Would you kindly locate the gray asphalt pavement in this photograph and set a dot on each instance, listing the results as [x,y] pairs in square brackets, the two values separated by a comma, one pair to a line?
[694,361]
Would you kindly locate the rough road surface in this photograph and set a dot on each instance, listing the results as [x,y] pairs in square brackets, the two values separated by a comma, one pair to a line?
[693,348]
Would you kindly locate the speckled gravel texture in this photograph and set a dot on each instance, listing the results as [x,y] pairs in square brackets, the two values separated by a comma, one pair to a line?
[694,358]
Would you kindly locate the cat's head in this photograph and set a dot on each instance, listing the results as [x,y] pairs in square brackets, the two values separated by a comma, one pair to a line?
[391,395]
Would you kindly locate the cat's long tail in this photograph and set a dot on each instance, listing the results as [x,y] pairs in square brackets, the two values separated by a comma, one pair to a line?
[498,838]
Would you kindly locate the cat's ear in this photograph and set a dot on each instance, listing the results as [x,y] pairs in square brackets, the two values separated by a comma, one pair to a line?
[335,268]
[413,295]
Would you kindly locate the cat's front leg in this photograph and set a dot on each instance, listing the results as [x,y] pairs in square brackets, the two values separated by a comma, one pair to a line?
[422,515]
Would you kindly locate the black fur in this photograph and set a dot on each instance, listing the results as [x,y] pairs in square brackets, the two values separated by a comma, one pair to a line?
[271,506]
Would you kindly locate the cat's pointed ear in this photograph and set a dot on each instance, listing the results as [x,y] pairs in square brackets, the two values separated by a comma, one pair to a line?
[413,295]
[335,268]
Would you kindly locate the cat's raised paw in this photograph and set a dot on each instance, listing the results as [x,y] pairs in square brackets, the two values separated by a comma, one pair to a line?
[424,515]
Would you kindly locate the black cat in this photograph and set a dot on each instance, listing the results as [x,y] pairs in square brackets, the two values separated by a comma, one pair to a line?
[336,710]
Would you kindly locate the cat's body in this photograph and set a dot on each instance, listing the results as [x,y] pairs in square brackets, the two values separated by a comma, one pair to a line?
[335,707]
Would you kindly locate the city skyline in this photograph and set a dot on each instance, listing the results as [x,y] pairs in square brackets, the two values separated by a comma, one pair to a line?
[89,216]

---

* **Given request**:
Please copy out every line from the one containing "Would you kindly locate the cat's pointed" through the last of the items, adding 122 to each coordinate in the answers.

* **Result of the exercise**:
Would you kindly locate the cat's pointed ear in this photograph and set a dot on each instance, listing the results as [x,y] pairs in square brackets, the two values separated by a comma, one pair to a line?
[535,417]
[457,390]
Would you kindly locate the cat's raised paw in this photograph and set a dot on each instance, listing the results as [x,y] pairs in square brackets, the two values separated by a comma, one pair to a line?
[546,637]
Would you kindly locate the black cat in this photograph and set a dot on each instance, listing the results as [x,y] pairs in square brackets, the two values separated by a comma, one pair to a line?
[458,832]
Would you kindly locate the cat's body in this photograph and set a dot on each instance, listing the results as [x,y] pairs in square brackets, the two values separated by a comma, one pair to a line?
[457,829]
Would you kindly locate the city skyline in this photograph and set a dot on each instance, listing the results as [x,y] pairs in square brackets, the two values separated by a comma, one pair to a line?
[211,338]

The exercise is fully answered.